--- WHAT IS REQUIRED ---
Wherever the word "pine" occurs in the lines below, copy the whole line.

--- WORKING DATA ---
————————
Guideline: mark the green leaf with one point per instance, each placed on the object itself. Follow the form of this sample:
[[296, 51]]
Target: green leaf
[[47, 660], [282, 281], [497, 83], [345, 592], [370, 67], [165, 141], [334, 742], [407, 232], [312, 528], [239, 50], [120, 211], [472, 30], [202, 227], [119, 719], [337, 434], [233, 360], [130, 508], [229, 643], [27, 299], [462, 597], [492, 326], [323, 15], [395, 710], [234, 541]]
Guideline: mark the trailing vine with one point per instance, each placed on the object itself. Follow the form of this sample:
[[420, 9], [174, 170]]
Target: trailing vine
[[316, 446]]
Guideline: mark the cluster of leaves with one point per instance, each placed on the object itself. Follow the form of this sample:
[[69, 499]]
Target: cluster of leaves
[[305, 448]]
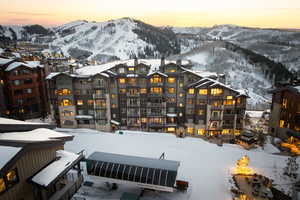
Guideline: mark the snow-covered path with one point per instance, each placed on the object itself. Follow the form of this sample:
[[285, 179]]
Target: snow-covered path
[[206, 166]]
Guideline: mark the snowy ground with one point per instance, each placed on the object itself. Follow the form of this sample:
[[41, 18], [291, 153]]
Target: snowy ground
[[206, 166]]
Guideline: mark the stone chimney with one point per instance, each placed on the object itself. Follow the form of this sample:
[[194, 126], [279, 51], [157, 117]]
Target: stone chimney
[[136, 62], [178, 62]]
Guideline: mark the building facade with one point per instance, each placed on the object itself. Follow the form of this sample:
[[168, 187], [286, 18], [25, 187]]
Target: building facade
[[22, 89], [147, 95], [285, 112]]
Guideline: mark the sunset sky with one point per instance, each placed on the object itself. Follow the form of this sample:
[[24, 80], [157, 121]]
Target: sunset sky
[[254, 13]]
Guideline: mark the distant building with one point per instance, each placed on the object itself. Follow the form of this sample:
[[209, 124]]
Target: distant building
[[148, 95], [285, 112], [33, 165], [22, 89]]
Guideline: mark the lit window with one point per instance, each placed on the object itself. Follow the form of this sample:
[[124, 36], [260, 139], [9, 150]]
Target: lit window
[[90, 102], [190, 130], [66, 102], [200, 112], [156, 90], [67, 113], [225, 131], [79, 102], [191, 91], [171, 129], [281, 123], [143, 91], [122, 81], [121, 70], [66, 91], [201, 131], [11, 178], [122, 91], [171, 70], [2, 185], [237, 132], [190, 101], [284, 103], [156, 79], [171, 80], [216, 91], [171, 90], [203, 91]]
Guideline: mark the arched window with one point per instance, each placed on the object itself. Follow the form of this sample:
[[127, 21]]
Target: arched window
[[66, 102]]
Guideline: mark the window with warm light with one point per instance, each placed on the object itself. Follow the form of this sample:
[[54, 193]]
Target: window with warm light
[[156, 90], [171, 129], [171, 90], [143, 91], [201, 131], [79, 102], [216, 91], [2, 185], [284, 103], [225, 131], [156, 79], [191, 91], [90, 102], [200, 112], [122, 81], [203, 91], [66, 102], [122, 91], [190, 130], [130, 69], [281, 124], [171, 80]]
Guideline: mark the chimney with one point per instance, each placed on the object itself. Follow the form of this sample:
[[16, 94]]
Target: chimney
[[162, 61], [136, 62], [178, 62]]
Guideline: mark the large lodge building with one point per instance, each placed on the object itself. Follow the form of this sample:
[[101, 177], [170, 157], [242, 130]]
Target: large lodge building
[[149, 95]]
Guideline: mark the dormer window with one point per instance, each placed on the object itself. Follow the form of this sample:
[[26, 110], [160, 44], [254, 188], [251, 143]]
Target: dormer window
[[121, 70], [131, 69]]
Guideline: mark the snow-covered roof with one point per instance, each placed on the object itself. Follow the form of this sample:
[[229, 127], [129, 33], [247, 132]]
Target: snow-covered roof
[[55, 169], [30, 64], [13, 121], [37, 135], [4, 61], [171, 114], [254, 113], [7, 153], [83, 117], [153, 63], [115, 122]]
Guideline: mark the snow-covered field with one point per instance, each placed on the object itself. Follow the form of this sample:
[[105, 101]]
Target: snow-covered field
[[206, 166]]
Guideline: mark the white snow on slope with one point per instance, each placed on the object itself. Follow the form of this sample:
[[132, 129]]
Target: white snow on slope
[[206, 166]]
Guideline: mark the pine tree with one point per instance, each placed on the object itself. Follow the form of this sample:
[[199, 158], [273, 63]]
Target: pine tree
————————
--- RESPONSE ---
Guideline: mark the pine tree with one point per instance, each placed on the object itself. Follow the form of this sample:
Target: pine tree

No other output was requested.